> DATA PROVIDED
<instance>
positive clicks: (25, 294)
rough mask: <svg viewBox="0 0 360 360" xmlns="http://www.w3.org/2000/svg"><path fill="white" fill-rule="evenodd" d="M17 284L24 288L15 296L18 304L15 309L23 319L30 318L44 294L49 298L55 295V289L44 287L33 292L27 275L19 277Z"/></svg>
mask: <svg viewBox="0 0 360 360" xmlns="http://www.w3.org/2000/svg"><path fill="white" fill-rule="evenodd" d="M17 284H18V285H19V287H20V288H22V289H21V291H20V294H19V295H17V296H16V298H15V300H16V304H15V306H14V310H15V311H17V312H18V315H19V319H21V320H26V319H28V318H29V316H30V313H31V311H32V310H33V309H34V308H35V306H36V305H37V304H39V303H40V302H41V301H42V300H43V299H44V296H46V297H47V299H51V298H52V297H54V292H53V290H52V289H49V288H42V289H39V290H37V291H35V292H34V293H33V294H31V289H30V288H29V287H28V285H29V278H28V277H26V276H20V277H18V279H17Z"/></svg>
---
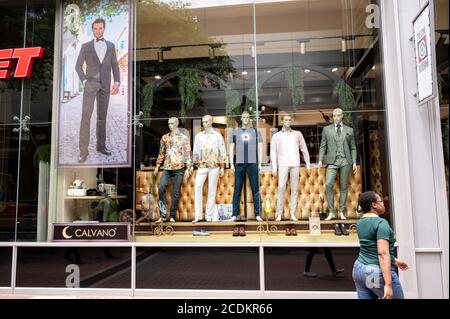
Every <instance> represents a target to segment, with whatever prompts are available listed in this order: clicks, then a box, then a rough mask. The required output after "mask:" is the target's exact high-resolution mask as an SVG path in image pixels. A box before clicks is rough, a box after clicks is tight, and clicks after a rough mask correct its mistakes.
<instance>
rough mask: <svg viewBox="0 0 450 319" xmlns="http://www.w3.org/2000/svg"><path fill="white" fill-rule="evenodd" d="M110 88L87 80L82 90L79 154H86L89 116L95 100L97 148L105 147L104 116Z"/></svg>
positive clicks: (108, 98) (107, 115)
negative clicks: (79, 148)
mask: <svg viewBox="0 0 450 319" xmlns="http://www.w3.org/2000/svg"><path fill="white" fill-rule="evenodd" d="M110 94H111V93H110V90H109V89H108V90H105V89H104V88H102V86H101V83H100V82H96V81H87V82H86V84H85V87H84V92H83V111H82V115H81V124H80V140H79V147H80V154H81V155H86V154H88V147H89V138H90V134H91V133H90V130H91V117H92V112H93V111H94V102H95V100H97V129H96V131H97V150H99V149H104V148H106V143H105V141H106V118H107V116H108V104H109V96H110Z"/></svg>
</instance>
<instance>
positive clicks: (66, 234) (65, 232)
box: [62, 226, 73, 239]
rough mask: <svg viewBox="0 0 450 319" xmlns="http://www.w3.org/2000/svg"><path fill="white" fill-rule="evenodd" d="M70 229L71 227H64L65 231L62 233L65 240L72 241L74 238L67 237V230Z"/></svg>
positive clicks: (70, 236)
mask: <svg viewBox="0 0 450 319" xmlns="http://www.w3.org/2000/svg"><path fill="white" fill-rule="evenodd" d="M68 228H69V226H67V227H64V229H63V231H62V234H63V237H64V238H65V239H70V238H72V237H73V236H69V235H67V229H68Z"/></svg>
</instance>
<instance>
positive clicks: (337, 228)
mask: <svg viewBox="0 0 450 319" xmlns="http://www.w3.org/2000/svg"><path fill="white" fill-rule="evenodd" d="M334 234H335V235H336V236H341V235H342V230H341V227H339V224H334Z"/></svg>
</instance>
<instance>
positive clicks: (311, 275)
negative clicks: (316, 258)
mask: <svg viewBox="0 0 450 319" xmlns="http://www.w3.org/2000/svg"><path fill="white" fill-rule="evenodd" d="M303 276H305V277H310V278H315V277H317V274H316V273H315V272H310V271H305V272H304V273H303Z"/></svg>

> TASK PROMPT
Within the material above, output exactly the lines from the one with "negative clicks: (79, 148)" through the one with "229L71 227H64L65 231L62", end lines included, and nothing besides.

> RESPONSE FOR THIS EXERCISE
negative clicks: (79, 148)
mask: <svg viewBox="0 0 450 319" xmlns="http://www.w3.org/2000/svg"><path fill="white" fill-rule="evenodd" d="M110 94H111V93H110V90H109V89H108V90H105V89H104V88H102V86H101V83H100V82H96V81H87V82H86V84H85V87H84V92H83V111H82V115H81V124H80V140H79V147H80V154H81V155H86V154H88V147H89V138H90V134H91V133H90V130H91V117H92V112H93V111H94V102H95V100H97V129H96V131H97V150H99V149H104V148H106V143H105V141H106V118H107V116H108V104H109V96H110Z"/></svg>
</instance>
<instance>
positive clicks: (66, 234) (65, 232)
box: [62, 226, 73, 239]
rough mask: <svg viewBox="0 0 450 319" xmlns="http://www.w3.org/2000/svg"><path fill="white" fill-rule="evenodd" d="M70 229L71 227H64L65 231L62 233L65 240L72 241L74 238L67 237V230Z"/></svg>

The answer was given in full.